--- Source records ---
BEGIN
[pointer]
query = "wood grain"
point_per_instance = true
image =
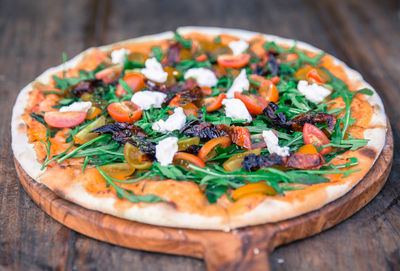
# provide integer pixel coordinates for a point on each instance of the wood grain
(365, 34)
(242, 249)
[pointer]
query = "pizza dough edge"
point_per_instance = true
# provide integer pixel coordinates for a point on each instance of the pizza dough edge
(151, 214)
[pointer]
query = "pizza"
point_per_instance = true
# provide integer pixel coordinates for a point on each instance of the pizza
(204, 128)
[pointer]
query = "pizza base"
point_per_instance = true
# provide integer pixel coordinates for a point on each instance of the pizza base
(245, 212)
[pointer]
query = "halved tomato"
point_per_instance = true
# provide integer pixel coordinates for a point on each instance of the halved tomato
(253, 189)
(208, 150)
(134, 80)
(110, 74)
(125, 111)
(64, 119)
(233, 61)
(255, 104)
(313, 135)
(269, 91)
(308, 149)
(183, 159)
(119, 171)
(241, 136)
(214, 103)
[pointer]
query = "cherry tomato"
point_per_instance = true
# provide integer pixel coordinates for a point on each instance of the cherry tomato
(255, 104)
(85, 134)
(208, 150)
(214, 103)
(64, 119)
(302, 74)
(235, 161)
(308, 149)
(269, 91)
(134, 80)
(233, 61)
(207, 91)
(313, 135)
(183, 159)
(118, 171)
(135, 157)
(253, 189)
(125, 111)
(110, 74)
(241, 137)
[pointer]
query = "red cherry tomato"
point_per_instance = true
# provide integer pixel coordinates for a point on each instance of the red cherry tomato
(214, 103)
(232, 61)
(313, 135)
(134, 80)
(64, 119)
(125, 111)
(255, 104)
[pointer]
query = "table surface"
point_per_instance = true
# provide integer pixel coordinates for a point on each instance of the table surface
(365, 34)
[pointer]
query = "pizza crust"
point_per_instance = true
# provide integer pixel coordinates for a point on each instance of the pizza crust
(269, 210)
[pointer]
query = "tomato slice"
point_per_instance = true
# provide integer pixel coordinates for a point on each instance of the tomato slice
(269, 91)
(183, 159)
(118, 171)
(64, 119)
(134, 80)
(241, 136)
(125, 111)
(308, 149)
(255, 104)
(313, 135)
(110, 74)
(233, 61)
(208, 150)
(253, 189)
(214, 103)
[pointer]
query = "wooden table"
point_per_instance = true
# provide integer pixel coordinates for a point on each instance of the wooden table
(365, 34)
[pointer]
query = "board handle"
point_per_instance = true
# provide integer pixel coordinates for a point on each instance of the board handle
(241, 251)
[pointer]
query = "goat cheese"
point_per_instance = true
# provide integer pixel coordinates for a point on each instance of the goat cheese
(166, 149)
(118, 56)
(154, 71)
(314, 92)
(235, 109)
(272, 142)
(174, 122)
(77, 107)
(240, 84)
(145, 99)
(204, 77)
(238, 47)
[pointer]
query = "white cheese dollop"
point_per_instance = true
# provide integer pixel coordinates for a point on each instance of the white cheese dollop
(238, 47)
(154, 71)
(145, 99)
(166, 149)
(314, 92)
(118, 56)
(204, 77)
(272, 142)
(235, 109)
(77, 107)
(174, 122)
(240, 84)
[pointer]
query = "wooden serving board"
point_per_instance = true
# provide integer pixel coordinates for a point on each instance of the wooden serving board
(242, 249)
END
--- What this task involves ---
Please transcribe each line above exactly, but leave the images out.

--- Completed exercise ---
[pointer]
query = "wood grain"
point_per_instance = true
image =
# provide integer pixel coordinates for a point on each instance of the wood grain
(365, 34)
(242, 249)
[pointer]
query = "pizza dough edge"
point_per_instance = true
# provide integer pixel coordinates for a point on each instance of the pizza dough edge
(151, 214)
[pointer]
query = "pizza"
point_per_instance = true
# provide integer pixel coordinates for a point on each instance of the pizza
(204, 128)
[pointer]
query = "pizza base"
point_per_instance = true
# provide integer pixel coordinates for a point on each instance of the pizza base
(245, 212)
[pointer]
query = "halved tomato"
point_per_instance = true
# provide integer pixel coordinates for a point on each instance of the halved tomato
(253, 189)
(208, 150)
(134, 80)
(110, 74)
(125, 111)
(64, 119)
(233, 61)
(255, 104)
(313, 135)
(269, 91)
(308, 149)
(183, 159)
(119, 171)
(241, 136)
(214, 103)
[pointer]
query = "cherry tomato"
point_per_instance = true
# provide integer pixel coordinates for a point on each instance of the cherry tomato
(255, 104)
(85, 134)
(208, 150)
(214, 103)
(64, 119)
(302, 74)
(235, 161)
(308, 149)
(269, 91)
(134, 80)
(233, 61)
(207, 91)
(313, 135)
(183, 159)
(118, 171)
(135, 157)
(253, 189)
(125, 111)
(110, 74)
(241, 137)
[pointer]
query = "red cherry tomato"
point_per_instance = true
# provide integer pixel coordinates for a point on each instance of the red cherry tomato
(214, 103)
(232, 61)
(313, 135)
(134, 80)
(64, 119)
(125, 111)
(255, 104)
[pointer]
query = "table surface"
point_per_instance = true
# provide integer pixel coordinates for a point on each instance of the table surface
(365, 34)
[pointer]
query = "pizza crust"
point_per_instance = true
# provide integer pixel coordinates for a point on each instance of the pizza crust
(269, 210)
[pointer]
query = "tomato slice"
point_per_instance = true
# provide integer pixel coordinates for a point on each instance of the tomato slice
(269, 91)
(183, 159)
(118, 171)
(64, 119)
(134, 80)
(241, 136)
(125, 111)
(308, 149)
(255, 104)
(313, 135)
(110, 74)
(233, 61)
(208, 150)
(253, 189)
(214, 103)
[pointer]
query = "wooden table"
point_per_instance = true
# provide integer pixel coordinates for a point on each instance of the wooden table
(365, 34)
[pointer]
query = "board handle"
point_per_instance = true
# provide integer pixel coordinates for a point on each instance of the board handle
(241, 251)
[pointer]
query = "goat cheese"
point_per_instance = true
# provide integer pixel coordinates for a point on each instance of the goat cheese
(166, 149)
(118, 56)
(154, 71)
(314, 92)
(235, 109)
(272, 142)
(174, 122)
(77, 107)
(240, 84)
(145, 99)
(204, 77)
(238, 47)
[pointer]
query = "white cheese dollop"
point_per_instance = true
# provide integer pixel coordinates for a point on each instance of the white cheese dollop
(238, 47)
(154, 71)
(145, 99)
(166, 149)
(314, 92)
(118, 56)
(204, 77)
(272, 142)
(235, 109)
(77, 107)
(174, 122)
(240, 84)
[pointer]
query = "wooden serving board"
point_per_instance = true
# provide integer pixel coordinates for a point on each instance of the wooden serving board
(242, 249)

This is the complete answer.